■ **TASK DIRECTIONS**:
According to the article on Vir Biotechnology's hepatitis programs, what must Vir secure before it advances its chronic hepatitis B work?

■ **PROVIDED TEXT**:

-=-=-=-=-

Vir Biotechnology may be pushing ahead with its combination therapy in hepatitis D, but it's pausing further development in hepatitis B while it seeks a suitable partner.
Back in November, Vir arrived at a liver disease conference with phase 2 data showing that two combination regimens utilizing its drugs tobevibart and elebsiran were able to reduce hepatitis B surface antigens. With the news, the company planned to continue the trial to the 24-week stage in order to evaluate whether its cocktail therapy could act as a functional cure for chronic hepatitis B (CHB).
According to the biotech’s fourth-quarter earnings release, Vir still expects this data in the second quarter of the year. But what happens next is up in the air.
The “future advancement” in CHB “will be contingent on securing a worldwide development and commercialization partner” outside of Greater China, Vir said in the release. This is needed to “best enable further development in this area of high unmet need," the company explained.
Earlier this month, GSK made a similar move, ending work on one potential functional cure for hepatitis B as it prioritized another in the form of bepirovirsen.
With future hepatitis B development sidelined for now, Vir will be steaming ahead with plans to launch a phase 3 trial of the tobevibart-elebsiran combo in hepatitis D in the first half of this year. Early efficacy results from a phase 2 trial last summer suggested the treatment may pose a threat to Gilead Sciences' stuttering attempt to capture the hepatitis D market.

-=-=-=-=-

■ **EXTRACTED ENTRIES**:
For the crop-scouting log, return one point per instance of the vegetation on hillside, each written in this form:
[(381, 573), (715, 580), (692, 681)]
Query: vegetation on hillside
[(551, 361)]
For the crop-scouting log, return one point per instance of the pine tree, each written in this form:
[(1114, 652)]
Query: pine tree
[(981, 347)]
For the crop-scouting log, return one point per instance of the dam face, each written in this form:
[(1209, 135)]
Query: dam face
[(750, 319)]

-=-=-=-=-

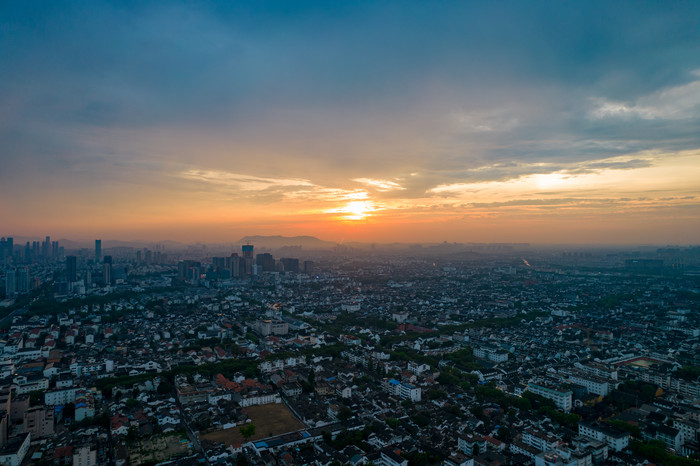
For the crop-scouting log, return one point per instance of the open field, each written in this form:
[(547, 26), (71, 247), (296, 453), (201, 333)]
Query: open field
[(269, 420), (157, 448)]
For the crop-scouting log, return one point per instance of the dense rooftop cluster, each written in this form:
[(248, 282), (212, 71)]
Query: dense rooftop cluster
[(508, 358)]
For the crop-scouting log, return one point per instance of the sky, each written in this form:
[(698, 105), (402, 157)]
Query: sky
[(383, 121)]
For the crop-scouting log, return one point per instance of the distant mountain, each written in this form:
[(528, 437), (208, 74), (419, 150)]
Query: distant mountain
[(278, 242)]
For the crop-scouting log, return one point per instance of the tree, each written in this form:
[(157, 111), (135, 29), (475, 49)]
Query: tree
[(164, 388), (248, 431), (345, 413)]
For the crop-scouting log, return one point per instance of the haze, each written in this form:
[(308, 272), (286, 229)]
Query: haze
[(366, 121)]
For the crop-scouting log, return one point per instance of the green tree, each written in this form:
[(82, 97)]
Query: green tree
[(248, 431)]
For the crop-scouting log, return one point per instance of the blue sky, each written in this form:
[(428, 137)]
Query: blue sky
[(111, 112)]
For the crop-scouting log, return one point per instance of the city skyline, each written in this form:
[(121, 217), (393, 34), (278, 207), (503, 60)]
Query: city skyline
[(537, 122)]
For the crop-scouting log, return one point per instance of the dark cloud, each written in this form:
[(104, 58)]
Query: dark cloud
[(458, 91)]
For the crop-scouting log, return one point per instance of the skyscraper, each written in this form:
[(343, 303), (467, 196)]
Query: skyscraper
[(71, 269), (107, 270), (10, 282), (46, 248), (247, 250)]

-=-=-=-=-

■ **SOLVED EXERCISE**:
A worldwide development and commercialization partner outside of Greater China.